> [EXERCISE TASK] The entire listing is to be repeated verbatim.

> [ENTRIES PROVIDED]
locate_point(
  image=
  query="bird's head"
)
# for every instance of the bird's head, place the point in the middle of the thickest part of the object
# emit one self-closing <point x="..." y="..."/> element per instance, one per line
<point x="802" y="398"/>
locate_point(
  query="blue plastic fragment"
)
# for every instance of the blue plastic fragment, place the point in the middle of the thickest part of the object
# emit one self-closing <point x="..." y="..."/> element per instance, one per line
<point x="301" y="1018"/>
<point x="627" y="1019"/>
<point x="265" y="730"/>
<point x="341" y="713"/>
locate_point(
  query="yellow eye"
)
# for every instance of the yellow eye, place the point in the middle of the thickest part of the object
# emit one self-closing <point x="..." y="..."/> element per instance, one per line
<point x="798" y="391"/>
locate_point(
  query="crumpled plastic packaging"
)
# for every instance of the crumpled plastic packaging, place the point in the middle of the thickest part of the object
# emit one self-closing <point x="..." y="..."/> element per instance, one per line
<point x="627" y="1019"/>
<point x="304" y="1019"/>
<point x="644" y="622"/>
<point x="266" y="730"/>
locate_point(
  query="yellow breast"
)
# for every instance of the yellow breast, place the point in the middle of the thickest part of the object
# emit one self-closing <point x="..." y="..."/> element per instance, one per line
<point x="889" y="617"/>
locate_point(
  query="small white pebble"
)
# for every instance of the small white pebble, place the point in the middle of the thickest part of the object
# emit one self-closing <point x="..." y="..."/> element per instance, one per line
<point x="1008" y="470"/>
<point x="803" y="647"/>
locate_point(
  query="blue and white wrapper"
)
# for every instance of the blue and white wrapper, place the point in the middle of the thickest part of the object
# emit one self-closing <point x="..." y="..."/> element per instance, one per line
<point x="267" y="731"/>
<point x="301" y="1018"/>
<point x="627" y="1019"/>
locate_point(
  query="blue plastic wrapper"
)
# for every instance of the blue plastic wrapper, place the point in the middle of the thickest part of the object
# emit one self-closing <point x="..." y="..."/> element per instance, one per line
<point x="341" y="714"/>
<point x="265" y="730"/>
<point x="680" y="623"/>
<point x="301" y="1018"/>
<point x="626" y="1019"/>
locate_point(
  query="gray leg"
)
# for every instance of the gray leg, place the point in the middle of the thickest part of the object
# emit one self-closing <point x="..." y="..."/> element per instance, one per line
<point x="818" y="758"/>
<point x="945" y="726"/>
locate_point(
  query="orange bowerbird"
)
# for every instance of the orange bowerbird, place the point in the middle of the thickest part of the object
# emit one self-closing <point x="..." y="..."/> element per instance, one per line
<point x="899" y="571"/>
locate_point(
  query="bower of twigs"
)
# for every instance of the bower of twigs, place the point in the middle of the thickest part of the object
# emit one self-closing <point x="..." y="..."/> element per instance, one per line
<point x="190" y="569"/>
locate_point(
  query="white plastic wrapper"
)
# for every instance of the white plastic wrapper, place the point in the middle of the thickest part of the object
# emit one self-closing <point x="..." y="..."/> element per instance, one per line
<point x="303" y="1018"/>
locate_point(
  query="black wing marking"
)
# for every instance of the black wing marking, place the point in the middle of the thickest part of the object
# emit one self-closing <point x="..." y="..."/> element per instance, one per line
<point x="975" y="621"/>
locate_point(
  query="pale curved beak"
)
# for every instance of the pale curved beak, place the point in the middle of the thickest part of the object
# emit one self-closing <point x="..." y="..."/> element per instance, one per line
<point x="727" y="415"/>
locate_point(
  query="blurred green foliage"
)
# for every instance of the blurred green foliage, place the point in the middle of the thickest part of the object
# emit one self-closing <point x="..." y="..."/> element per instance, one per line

> [OUTPUT OF THE EXERCISE]
locate_point(
  image=
  query="bird's head"
)
# for every instance of the bird's head, place the point in the middle of the thickest part of the object
# emit one self-closing <point x="..." y="..."/> element per instance, one per line
<point x="802" y="398"/>
locate_point(
  query="blue plastic fragment"
)
# for every instance of the blue plastic fragment, place the point in the middle of the thickest part of the object
# emit one self-closing <point x="..." y="..."/> element per instance, one per line
<point x="301" y="1018"/>
<point x="627" y="1019"/>
<point x="265" y="730"/>
<point x="341" y="713"/>
locate_point(
  query="yellow eye"
)
# for every instance of the yellow eye, place the point in the middle of the thickest part of the object
# emit one self-closing <point x="..." y="..."/> element per instance, one per line
<point x="798" y="391"/>
locate_point(
  query="crumpled plastic packaging"
)
# for every instance of the crumpled plastic packaging, place the point in the middle of the thickest part of the object
# emit one self-closing <point x="..." y="..."/> element per instance, one per line
<point x="627" y="1019"/>
<point x="304" y="1019"/>
<point x="644" y="622"/>
<point x="266" y="730"/>
locate_point(
  query="yellow breast"
)
# for every instance of the yellow breast, place the point in the middle of the thickest part of the object
# emit one self-closing <point x="..." y="..."/> element per instance, one per line
<point x="889" y="617"/>
locate_point(
  query="small white pebble"
)
# for every instance of the small white pebble, place the point in the middle of the thickest part of the object
# emit one self-closing <point x="..." y="..."/> element per instance, one per line
<point x="1008" y="470"/>
<point x="803" y="647"/>
locate_point(
  query="blue and white wrapper"
)
# for every instance of the blue and white wrapper, place the point in the middle of the thickest part of the object
# emit one self-closing <point x="..." y="..."/> element per instance, one per line
<point x="267" y="731"/>
<point x="301" y="1018"/>
<point x="627" y="1019"/>
locate_point(
  query="blue plastic wrapper"
)
# for every instance of the blue plastic wrapper, place the point in the middle of the thickest part of the object
# emit one self-closing <point x="..." y="..."/> element per instance, one per line
<point x="341" y="714"/>
<point x="265" y="730"/>
<point x="680" y="623"/>
<point x="301" y="1018"/>
<point x="626" y="1019"/>
locate_point(
  query="gray leg"
)
# for every instance of the gray leg, place the point in the middle of the thickest part of the object
# emit one self-closing <point x="..." y="..."/> element per instance, one per line
<point x="818" y="758"/>
<point x="945" y="726"/>
locate_point(
  query="orange bowerbird"
)
# for every instance of the orange bowerbird, place the point in the middle of the thickest part of the object
# emit one self-closing <point x="..." y="..."/> element per instance, one per line
<point x="899" y="571"/>
locate_point(
  query="bower of twigs"
)
# for every instance of the bower of twigs, place the point in the middle of the thickest part of the object
# emit one self-closing <point x="..." y="..."/> element per instance, one per line
<point x="190" y="569"/>
locate_point(
  query="white plastic wrapper"
)
# for every instance of the white plastic wrapper, place the point in the middle of the thickest part of the object
# emit one self-closing <point x="..." y="..."/> element per instance, one per line
<point x="303" y="1018"/>
locate_point(
  query="black wing marking"
)
# for every instance of the black wing marking, place the point in the middle of the thickest part of the object
# emit one self-closing <point x="..." y="..."/> element per instance, one per line
<point x="975" y="621"/>
locate_point(
  query="pale curved beak"
)
# for every instance of the pale curved beak, place the point in the middle of the thickest part of the object
# emit one self-closing <point x="..." y="..."/> element per instance, one per line
<point x="727" y="415"/>
locate_point(
  query="blurred green foliage"
)
# for every instance of the blurred green foliage, place the point in the middle of the thickest part of the object
# emit one self-closing <point x="..." y="..."/> element per instance, one per line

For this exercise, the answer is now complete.